Written exercise
Using the entries below, quote exactly the span of lines that begins with the line containing "Objective: one point per instance of the church facade" and ends with the final line.

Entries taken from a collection

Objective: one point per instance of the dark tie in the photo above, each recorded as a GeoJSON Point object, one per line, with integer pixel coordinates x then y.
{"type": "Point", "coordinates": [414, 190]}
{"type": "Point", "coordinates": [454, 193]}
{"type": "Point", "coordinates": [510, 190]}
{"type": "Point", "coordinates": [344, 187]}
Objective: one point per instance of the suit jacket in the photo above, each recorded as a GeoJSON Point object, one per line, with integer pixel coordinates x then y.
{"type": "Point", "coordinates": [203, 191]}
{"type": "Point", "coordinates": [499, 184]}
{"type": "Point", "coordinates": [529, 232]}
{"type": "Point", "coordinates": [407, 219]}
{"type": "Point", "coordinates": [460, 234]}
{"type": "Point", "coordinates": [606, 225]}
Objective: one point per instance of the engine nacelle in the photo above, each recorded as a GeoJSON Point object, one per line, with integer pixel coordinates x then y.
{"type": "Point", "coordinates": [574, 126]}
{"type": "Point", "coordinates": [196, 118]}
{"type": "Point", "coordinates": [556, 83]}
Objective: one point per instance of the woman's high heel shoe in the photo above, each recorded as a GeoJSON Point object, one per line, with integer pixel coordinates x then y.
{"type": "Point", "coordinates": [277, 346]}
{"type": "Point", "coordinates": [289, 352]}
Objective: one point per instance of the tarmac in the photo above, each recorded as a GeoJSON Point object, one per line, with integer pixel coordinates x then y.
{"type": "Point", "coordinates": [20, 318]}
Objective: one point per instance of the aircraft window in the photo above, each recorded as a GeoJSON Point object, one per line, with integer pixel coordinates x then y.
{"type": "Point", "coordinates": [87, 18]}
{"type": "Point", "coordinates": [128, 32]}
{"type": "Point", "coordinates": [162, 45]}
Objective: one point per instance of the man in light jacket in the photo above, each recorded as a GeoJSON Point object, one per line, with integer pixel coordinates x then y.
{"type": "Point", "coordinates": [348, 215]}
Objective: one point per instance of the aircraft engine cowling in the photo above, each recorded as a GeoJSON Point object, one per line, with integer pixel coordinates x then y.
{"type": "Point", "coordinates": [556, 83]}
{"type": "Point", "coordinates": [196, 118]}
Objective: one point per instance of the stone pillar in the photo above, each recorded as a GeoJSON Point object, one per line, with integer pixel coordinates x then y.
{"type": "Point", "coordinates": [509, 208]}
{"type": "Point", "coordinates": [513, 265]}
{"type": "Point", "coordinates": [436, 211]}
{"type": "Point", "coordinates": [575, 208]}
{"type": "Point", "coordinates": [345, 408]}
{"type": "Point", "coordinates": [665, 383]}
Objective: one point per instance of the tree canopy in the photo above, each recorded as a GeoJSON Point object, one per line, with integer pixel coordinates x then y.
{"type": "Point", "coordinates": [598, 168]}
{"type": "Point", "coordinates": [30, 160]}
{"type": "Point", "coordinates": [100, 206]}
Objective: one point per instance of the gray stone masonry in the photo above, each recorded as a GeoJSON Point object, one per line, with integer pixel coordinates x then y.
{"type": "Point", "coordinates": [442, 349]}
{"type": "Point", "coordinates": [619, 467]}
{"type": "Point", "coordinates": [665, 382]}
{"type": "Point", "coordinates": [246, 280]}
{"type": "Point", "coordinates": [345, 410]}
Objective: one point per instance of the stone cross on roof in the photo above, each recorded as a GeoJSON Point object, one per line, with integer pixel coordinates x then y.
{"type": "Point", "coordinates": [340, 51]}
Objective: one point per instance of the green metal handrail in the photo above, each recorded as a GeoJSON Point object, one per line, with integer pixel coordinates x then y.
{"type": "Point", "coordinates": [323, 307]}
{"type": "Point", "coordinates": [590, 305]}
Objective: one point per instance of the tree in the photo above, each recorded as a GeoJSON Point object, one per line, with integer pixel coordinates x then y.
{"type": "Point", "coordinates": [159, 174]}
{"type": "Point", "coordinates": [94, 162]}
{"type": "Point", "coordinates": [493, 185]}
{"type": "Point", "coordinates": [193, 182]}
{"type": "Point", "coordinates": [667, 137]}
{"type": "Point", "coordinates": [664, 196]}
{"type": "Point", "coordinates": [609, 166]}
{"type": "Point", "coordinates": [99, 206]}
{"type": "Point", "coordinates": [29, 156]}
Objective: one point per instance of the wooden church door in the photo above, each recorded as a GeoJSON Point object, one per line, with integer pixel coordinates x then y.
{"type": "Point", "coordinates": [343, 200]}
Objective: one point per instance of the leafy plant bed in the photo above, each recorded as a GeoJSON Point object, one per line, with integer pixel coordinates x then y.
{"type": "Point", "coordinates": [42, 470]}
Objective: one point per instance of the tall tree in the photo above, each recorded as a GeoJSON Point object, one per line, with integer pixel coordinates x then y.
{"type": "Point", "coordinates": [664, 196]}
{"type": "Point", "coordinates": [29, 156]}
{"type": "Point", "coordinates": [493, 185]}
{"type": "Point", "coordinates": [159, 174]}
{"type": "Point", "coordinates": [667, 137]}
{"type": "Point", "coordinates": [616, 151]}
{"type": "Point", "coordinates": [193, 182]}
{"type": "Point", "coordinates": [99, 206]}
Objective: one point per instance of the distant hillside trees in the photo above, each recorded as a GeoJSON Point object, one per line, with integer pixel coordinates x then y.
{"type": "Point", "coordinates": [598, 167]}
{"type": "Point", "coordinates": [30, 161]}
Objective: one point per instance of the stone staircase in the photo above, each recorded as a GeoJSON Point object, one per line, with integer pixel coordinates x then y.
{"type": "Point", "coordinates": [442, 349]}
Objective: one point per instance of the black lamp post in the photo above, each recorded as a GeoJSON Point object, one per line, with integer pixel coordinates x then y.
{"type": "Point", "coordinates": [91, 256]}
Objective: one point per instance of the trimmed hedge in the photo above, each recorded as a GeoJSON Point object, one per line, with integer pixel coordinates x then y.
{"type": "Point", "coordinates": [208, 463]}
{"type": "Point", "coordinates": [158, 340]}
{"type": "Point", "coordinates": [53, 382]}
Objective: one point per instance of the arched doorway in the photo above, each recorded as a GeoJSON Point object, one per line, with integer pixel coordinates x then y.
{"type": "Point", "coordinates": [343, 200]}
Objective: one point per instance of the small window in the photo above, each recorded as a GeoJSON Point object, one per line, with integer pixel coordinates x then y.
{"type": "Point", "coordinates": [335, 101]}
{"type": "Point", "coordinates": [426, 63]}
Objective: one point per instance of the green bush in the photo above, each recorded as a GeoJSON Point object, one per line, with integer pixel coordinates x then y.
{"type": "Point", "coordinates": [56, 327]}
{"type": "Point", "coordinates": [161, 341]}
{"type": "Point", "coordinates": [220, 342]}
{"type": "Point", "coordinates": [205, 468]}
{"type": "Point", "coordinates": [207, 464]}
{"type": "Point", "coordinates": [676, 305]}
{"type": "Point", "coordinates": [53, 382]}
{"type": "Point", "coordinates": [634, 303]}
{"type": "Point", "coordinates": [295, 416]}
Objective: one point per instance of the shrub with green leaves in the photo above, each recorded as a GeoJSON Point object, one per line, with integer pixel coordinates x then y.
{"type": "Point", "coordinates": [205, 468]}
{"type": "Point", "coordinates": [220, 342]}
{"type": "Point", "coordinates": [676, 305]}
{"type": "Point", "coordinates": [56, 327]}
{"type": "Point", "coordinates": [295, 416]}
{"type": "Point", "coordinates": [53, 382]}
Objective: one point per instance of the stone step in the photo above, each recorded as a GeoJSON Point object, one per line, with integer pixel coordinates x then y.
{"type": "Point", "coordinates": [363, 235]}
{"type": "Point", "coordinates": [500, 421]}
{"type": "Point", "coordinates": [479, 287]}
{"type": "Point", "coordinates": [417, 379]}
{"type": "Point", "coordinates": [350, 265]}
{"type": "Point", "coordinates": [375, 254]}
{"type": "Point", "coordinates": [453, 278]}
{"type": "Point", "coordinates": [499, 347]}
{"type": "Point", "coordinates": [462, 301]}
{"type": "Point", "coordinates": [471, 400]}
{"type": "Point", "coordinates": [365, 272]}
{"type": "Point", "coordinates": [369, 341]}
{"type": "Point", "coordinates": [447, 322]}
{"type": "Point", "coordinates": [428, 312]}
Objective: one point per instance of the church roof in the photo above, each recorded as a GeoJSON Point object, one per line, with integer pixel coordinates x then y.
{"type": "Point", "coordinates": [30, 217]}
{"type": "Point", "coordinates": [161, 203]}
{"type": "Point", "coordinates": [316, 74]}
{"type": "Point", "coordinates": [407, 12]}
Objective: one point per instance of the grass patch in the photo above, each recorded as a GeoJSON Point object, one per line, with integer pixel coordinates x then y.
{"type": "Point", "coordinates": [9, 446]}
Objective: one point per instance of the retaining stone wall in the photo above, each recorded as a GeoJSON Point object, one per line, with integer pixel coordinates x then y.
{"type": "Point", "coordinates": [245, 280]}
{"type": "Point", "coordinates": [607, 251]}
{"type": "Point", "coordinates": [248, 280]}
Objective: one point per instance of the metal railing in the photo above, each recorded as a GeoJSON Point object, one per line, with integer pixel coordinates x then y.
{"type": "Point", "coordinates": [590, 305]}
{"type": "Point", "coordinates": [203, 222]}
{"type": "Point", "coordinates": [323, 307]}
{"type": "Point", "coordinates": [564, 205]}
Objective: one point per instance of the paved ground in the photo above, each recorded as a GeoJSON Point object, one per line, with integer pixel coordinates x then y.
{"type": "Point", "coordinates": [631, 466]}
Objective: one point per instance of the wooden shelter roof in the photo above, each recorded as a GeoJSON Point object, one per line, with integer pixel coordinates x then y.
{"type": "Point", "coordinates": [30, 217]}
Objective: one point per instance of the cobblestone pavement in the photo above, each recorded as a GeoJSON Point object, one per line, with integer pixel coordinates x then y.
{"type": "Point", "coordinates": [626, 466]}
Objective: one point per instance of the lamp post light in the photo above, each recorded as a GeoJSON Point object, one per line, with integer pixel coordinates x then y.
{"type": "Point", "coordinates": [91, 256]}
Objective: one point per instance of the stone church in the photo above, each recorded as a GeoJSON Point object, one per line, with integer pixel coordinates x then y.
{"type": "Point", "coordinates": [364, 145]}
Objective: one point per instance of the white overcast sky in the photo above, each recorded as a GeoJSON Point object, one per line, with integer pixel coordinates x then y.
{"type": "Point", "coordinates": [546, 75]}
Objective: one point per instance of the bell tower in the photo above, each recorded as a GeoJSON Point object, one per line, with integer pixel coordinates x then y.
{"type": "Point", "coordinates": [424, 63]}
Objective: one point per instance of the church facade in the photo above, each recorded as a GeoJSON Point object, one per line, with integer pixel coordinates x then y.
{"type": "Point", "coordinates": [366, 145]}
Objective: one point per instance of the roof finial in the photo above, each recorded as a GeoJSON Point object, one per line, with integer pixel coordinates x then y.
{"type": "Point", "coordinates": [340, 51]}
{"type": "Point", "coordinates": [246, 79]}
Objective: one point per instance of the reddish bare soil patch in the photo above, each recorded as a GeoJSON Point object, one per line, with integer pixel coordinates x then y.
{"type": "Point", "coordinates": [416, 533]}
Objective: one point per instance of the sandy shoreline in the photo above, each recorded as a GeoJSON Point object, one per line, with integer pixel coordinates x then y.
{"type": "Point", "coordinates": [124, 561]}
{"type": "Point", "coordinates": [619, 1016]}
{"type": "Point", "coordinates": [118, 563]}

Task output
Objective: one point per instance of the church facade in the photo above, each recorded as a GeoJSON Point object, one per line, with integer pixel coordinates x then y.
{"type": "Point", "coordinates": [366, 145]}
Objective: one point per instance of the roof finial in the photo above, each recorded as a GeoJSON Point object, one per line, with integer pixel coordinates x then y.
{"type": "Point", "coordinates": [340, 51]}
{"type": "Point", "coordinates": [246, 79]}
Objective: one point per instance of the reddish bare soil patch in the photo above, each recorded as a GeoJSON Point object, one per line, with integer pixel coordinates x then y.
{"type": "Point", "coordinates": [416, 533]}
Objective: one point per instance of the sandy shoreline in the photo above, each recorded as a GeoJSON Point object, one per line, with integer pixel coordinates x then y.
{"type": "Point", "coordinates": [124, 561]}
{"type": "Point", "coordinates": [619, 1016]}
{"type": "Point", "coordinates": [118, 563]}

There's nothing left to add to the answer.